Using the entries that follow, write out the line containing "Query: man's left hand", the line containing "of the shirt", and every line between them, exactly and nothing else.

(Referring expression data)
*** Block opens ***

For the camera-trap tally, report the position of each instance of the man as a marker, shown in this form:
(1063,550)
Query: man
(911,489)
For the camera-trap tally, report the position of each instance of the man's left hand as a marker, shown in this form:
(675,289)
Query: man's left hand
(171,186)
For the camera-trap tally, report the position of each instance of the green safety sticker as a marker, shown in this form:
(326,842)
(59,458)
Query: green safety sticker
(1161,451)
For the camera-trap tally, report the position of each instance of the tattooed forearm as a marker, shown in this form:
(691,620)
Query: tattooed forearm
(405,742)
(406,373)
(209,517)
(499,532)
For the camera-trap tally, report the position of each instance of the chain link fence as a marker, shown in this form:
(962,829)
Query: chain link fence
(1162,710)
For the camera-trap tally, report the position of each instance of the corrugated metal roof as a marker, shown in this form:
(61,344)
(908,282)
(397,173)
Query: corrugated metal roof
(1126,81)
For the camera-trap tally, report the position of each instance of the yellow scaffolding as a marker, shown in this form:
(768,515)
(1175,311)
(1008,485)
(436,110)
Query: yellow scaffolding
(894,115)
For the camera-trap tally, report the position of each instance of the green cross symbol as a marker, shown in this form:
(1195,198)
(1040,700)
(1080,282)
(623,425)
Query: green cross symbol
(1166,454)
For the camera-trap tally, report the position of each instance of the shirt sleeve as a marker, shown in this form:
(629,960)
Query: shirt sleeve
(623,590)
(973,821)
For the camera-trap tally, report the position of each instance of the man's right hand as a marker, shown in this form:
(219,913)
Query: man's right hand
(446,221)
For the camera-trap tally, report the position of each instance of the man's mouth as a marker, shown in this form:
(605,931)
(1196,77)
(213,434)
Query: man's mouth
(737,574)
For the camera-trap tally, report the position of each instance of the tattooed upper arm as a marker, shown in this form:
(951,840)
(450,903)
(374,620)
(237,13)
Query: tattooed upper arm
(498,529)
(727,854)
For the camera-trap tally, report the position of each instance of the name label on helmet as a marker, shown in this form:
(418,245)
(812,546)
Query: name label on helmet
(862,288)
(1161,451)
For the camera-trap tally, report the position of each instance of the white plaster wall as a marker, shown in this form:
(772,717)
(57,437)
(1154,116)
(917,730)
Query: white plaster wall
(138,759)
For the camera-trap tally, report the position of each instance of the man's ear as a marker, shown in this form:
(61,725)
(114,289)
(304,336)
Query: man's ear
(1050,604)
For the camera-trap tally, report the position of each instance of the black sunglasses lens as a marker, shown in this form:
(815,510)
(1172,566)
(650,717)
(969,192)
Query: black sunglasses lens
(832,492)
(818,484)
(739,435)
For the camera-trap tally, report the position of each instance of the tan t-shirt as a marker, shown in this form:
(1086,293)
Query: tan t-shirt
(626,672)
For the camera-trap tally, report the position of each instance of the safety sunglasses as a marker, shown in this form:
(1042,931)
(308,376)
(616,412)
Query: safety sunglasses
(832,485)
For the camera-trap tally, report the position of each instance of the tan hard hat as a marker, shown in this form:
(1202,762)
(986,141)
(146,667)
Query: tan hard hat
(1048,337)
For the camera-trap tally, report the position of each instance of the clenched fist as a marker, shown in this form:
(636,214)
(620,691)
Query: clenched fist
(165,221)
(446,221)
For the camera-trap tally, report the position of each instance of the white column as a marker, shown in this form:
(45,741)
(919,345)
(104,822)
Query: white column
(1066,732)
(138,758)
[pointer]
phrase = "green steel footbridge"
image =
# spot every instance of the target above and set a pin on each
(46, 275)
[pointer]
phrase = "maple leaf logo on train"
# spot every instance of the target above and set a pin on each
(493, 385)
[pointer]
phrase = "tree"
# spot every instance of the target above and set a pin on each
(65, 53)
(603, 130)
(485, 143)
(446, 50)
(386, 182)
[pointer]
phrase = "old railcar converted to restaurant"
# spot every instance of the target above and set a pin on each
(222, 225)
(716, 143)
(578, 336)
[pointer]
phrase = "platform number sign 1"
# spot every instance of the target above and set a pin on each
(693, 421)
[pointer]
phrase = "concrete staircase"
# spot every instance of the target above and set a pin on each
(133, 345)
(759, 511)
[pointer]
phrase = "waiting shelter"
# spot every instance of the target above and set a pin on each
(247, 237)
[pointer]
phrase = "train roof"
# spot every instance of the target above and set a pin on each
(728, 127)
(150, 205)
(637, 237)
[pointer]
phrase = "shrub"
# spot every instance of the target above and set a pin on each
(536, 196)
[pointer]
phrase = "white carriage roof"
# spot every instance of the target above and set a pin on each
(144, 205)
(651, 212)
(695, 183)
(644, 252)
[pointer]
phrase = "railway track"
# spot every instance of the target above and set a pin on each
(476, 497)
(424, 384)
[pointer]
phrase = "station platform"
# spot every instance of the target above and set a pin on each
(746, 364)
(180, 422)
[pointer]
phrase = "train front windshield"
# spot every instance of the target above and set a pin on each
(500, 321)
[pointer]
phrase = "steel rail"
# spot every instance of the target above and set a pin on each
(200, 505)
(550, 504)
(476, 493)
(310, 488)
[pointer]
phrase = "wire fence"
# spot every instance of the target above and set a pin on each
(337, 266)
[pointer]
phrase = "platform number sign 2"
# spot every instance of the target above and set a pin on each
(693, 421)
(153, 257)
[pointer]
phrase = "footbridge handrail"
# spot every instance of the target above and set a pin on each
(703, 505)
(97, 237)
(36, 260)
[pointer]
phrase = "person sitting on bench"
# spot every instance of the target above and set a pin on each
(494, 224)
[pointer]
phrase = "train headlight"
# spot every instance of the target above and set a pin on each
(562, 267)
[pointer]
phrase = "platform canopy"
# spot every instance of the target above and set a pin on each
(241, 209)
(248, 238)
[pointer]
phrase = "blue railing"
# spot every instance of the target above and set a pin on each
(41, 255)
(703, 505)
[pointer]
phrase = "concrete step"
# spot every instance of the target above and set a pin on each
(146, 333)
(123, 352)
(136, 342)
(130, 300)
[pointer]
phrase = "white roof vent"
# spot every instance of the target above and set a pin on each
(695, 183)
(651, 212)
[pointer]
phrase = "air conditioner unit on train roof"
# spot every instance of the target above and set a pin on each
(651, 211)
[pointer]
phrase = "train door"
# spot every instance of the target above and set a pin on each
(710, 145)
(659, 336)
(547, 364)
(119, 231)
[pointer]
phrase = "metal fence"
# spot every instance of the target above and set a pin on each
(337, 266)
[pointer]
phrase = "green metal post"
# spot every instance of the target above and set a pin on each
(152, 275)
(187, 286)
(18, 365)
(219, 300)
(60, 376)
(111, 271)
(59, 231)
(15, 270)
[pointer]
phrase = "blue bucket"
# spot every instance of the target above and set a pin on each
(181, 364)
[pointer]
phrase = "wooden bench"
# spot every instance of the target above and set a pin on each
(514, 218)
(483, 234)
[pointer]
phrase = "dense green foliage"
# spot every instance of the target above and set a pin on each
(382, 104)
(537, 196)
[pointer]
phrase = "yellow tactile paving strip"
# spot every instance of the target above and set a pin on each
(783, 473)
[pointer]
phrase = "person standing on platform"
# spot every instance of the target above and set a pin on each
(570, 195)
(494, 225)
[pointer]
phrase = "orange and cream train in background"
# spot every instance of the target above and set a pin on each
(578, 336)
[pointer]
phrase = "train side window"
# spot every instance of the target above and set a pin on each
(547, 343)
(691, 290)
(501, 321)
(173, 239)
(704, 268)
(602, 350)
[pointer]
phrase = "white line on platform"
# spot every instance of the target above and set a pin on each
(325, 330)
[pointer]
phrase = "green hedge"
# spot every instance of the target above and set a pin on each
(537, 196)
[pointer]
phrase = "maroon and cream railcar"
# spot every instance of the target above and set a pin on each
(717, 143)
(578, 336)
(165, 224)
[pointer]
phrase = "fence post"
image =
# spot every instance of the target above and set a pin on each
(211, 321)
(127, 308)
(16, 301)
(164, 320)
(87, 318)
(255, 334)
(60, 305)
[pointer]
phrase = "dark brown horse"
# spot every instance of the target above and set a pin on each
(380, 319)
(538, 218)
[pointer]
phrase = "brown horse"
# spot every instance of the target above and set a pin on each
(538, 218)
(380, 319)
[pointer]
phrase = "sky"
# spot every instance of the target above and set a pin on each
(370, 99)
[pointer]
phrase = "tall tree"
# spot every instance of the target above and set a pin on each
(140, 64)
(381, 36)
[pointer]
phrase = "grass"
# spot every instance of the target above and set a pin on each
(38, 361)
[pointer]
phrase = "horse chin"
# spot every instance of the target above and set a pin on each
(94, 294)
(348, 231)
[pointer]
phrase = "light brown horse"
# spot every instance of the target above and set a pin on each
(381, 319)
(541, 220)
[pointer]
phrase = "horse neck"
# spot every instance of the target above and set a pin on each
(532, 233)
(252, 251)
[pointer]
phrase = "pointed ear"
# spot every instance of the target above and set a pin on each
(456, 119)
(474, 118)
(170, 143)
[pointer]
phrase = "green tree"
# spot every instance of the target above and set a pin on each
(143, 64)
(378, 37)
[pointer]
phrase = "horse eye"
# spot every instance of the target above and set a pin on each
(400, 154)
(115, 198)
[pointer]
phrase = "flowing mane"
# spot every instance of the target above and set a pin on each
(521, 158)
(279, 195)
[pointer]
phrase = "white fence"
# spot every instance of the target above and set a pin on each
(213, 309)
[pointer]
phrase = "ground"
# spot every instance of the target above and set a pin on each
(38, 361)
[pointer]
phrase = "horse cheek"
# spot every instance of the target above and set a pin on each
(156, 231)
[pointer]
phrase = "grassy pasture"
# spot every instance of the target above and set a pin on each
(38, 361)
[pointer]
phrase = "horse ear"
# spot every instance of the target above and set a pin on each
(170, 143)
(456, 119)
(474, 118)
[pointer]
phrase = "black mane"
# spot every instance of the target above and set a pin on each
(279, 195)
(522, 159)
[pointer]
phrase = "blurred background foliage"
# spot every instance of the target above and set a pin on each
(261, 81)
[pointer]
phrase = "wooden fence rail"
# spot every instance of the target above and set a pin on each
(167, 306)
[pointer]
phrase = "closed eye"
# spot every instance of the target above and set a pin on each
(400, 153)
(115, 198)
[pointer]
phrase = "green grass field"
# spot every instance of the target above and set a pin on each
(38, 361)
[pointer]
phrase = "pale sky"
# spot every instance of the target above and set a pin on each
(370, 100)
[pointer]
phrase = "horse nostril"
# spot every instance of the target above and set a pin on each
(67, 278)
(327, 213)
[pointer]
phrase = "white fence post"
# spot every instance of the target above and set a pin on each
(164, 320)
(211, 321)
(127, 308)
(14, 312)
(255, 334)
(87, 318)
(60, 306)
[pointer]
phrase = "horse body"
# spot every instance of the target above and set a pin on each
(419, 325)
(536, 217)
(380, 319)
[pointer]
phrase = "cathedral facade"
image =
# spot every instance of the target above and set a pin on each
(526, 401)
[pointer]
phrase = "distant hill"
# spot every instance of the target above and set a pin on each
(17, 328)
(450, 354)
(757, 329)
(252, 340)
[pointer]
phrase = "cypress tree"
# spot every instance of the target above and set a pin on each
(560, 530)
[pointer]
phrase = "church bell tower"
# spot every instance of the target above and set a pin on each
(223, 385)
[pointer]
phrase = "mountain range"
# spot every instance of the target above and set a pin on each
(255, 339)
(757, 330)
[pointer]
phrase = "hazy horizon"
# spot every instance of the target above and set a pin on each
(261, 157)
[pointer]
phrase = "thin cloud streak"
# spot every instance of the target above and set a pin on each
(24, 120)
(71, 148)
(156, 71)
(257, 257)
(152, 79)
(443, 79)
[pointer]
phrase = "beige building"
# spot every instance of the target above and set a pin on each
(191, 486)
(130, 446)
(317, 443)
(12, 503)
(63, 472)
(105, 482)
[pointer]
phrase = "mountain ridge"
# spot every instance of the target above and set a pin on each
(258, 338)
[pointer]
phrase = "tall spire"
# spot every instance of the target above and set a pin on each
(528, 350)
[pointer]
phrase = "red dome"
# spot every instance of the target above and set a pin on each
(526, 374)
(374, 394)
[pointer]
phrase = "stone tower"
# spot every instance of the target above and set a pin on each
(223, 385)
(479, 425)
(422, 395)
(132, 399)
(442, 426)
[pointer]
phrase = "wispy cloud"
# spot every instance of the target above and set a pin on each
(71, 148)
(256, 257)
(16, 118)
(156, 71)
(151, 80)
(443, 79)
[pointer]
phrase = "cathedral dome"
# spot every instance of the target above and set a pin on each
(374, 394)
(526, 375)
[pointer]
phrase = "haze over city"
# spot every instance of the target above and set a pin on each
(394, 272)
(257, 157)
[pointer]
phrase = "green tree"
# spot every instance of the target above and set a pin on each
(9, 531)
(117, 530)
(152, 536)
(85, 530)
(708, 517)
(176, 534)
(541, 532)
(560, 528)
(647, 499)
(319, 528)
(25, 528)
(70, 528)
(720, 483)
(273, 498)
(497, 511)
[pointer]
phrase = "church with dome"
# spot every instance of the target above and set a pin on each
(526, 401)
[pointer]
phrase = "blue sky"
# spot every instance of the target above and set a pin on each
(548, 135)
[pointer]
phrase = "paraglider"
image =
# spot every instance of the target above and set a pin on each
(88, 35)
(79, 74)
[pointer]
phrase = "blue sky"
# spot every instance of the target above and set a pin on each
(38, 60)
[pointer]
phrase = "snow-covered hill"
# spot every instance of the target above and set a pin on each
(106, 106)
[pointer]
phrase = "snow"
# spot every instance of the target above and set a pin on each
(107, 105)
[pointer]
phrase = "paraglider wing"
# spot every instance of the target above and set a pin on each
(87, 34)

*** Block closes ***

ANSWER AREA:
Query: man's left hand
(171,186)
For the camera-trap tally, report the position of each instance of the green safety sticker as a marker, shown in this form:
(326,842)
(59,458)
Query: green safety sticker
(1161,451)
For the camera-trap tally, report the position of each instance of the tattooed forearm as a marker, shown in this form:
(691,620)
Query: tattooed forearm
(405,742)
(406,373)
(209,517)
(499,532)
For the camera-trap tally, report the position of each instance of the chain link fence as a marker, shown in this form:
(962,829)
Query: chain link fence
(1162,710)
For the camera-trap tally, report the position of each instance of the corrugated metal roof as a marker, shown in this form:
(61,344)
(908,282)
(397,173)
Query: corrugated metal roof
(1126,81)
For the camera-trap tally, report the position of each instance of the yellow scaffolding as a marker, shown in this form:
(768,515)
(1175,311)
(1008,485)
(436,110)
Query: yellow scaffolding
(894,115)
For the camera-trap tally, report the position of each instance of the green cross symbol as a marker, shown in this form:
(1195,198)
(1040,700)
(1080,282)
(623,425)
Query: green cross symbol
(1166,454)
For the camera-trap tally, report the position of each instance of the shirt sleeve as a marker, shown in this form:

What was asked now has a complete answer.